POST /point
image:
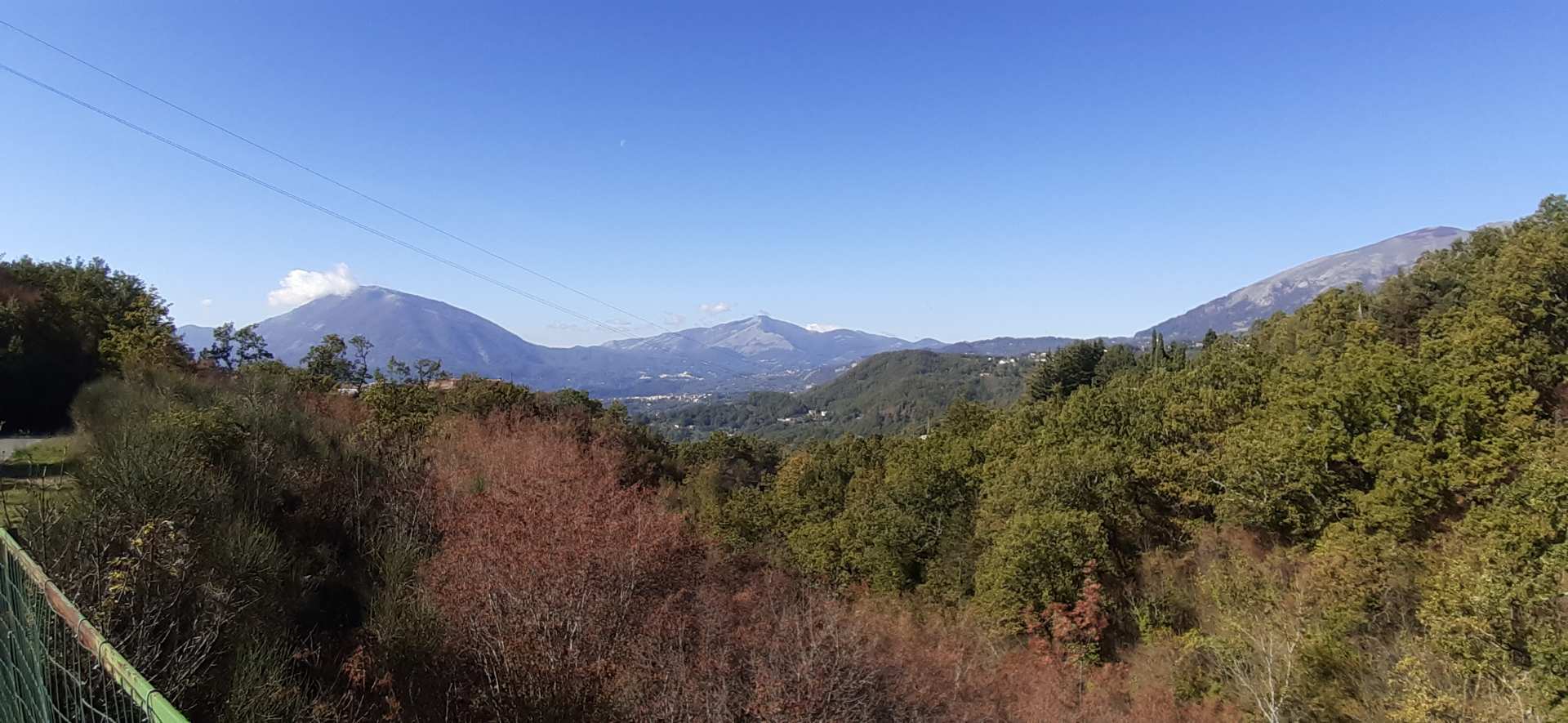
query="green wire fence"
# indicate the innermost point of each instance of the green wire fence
(54, 664)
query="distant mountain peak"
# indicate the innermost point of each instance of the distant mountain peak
(1295, 286)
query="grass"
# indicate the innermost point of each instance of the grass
(54, 450)
(38, 474)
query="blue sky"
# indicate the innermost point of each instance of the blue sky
(951, 170)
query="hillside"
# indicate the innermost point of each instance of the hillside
(1005, 346)
(737, 356)
(773, 344)
(884, 394)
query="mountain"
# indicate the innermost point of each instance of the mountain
(884, 394)
(1005, 346)
(400, 325)
(1293, 288)
(737, 356)
(772, 344)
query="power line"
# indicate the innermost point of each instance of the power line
(327, 211)
(220, 127)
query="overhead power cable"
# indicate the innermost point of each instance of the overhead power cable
(330, 212)
(356, 192)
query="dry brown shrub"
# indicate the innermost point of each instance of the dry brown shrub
(574, 596)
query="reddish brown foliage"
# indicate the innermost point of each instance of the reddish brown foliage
(1073, 632)
(574, 596)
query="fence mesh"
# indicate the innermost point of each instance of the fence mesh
(54, 665)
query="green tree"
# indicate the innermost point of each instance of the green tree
(1067, 369)
(65, 324)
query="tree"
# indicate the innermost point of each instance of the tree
(65, 324)
(328, 361)
(1067, 369)
(250, 346)
(221, 350)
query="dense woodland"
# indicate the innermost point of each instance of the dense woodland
(884, 394)
(1353, 511)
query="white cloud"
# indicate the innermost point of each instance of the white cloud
(301, 286)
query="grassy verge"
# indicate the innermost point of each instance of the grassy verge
(37, 475)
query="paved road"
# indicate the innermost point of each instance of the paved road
(11, 444)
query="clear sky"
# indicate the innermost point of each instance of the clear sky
(951, 170)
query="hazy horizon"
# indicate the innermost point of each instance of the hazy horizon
(910, 172)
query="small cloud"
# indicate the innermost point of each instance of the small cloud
(300, 286)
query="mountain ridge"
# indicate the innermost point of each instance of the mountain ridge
(1302, 283)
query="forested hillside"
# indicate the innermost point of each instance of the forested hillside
(1353, 511)
(884, 394)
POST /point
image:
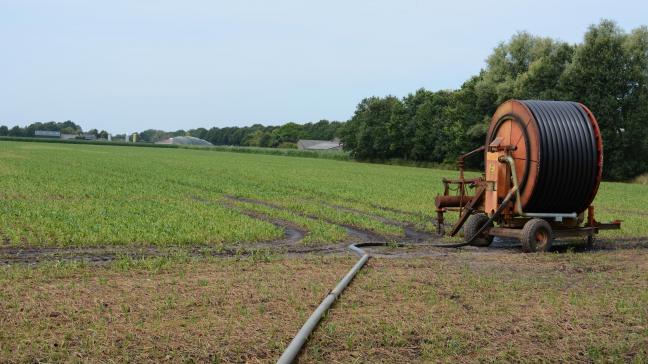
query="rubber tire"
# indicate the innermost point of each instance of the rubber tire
(472, 225)
(530, 233)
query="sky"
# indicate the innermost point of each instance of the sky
(131, 65)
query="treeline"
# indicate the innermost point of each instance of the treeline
(608, 72)
(284, 136)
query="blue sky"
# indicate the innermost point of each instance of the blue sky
(132, 65)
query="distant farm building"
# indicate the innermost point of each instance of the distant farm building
(47, 134)
(306, 144)
(184, 141)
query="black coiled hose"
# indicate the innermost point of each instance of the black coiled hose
(568, 163)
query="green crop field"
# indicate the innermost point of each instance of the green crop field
(88, 195)
(213, 256)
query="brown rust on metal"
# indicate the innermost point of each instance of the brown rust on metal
(452, 201)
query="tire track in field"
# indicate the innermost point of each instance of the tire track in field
(358, 234)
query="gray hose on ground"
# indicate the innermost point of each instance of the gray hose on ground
(295, 346)
(300, 339)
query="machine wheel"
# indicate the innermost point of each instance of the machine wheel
(536, 236)
(473, 224)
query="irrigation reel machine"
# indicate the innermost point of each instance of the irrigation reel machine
(543, 162)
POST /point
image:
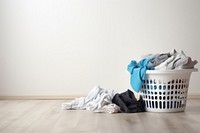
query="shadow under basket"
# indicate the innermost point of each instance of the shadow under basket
(166, 90)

Required work — All records above are to be printed exactly, minus the pictures they contain.

Completed exercise —
POST /point
image:
query="green wire fence"
# indicate the innermost point of each instance of the green wire fence
(54, 664)
query="distant mountain peak"
# indicate the innermost point of each instance of the distant mountain peak
(1295, 286)
query="grass"
# indicate the innermost point of each instance of the grass
(54, 450)
(38, 474)
query="blue sky"
# indicate the innermost point of each instance of the blue sky
(951, 170)
query="hillside"
# indicate the innermost point of each instance of the hillside
(1005, 346)
(737, 356)
(773, 344)
(884, 394)
query="mountain"
# indicate the innermost point of each instance of the mountain
(884, 394)
(1005, 346)
(400, 325)
(1293, 288)
(737, 356)
(772, 344)
query="power line"
# indicate the innermost point of each instance of the power line
(327, 211)
(220, 127)
query="overhead power cable"
# indicate the innermost point of each instance of the overhead power cable
(330, 212)
(356, 192)
query="dry brown shrub"
# indicate the innermost point of each instance of the dry brown shrub
(574, 596)
query="reddish brown foliage"
# indicate the innermost point of each instance of the reddish brown foliage
(1073, 632)
(574, 596)
query="fence mesh"
# indicate the innermost point of each instance of the fence mesh
(54, 665)
query="green tree"
# indicate the innermost point of each instance of the green tree
(1067, 369)
(65, 324)
query="tree"
# indicate the innermost point of each instance of the tree
(65, 324)
(328, 361)
(1067, 369)
(250, 346)
(221, 350)
query="dense woodland"
# indicate the innermost point of each instance of the dense woodland
(884, 394)
(1353, 511)
query="white cloud"
# indicate the innermost point of each instance of the white cloud
(301, 286)
query="grassy verge"
# indicate the innermost point of each instance of the grassy verge
(37, 475)
query="paved road"
# indicate the innermost point of each instance of the paved road
(11, 444)
query="clear sky"
# indicate the innermost point of each instance of the clear sky
(951, 170)
query="hazy horizon"
# indicate the innermost point of each instance of the hazy horizon
(910, 172)
query="small cloud"
# indicate the innermost point of each instance of the small cloud
(300, 286)
query="mountain ridge"
# indicate the innermost point of each instance of the mountain ridge
(1302, 283)
query="forested hillside"
# indicate the innermost point of each instance of the forested hillside
(1353, 511)
(884, 394)
POST /point
image:
query="rubber tire"
# indicate the innermost point of each instance of the rubber tire
(472, 225)
(530, 233)
query="sky"
# indicate the innermost point of each instance of the sky
(131, 65)
query="treeline"
# indicate the innermost point of each instance of the treeline
(608, 72)
(284, 136)
query="blue sky"
# indicate the innermost point of each instance of the blue sky
(132, 65)
query="distant farm building"
# indicate the innermost point of each instance of the distant farm building
(47, 134)
(306, 144)
(184, 141)
query="black coiled hose"
# indicate the innermost point of each instance of the black coiled hose
(568, 163)
query="green crop field"
# indicate the innermost point of each instance of the green crop field
(88, 195)
(213, 256)
query="brown rust on metal"
# indicate the innermost point of each instance of the brown rust on metal
(452, 201)
query="tire track in field"
# indicate the innermost point of each instance of the tire track in field
(358, 234)
query="gray hose on ground"
# indicate the innermost point of each instance of the gray hose on ground
(295, 346)
(300, 339)
query="machine wheel"
# indicate the innermost point of each instance of the machine wheel
(536, 236)
(473, 224)
query="irrigation reel machine"
# indicate the innermost point of each instance of the irrigation reel machine
(543, 162)
POST /point
image:
query="shadow under basket"
# indicate the innermost point of each instance of the shadow under basket
(166, 90)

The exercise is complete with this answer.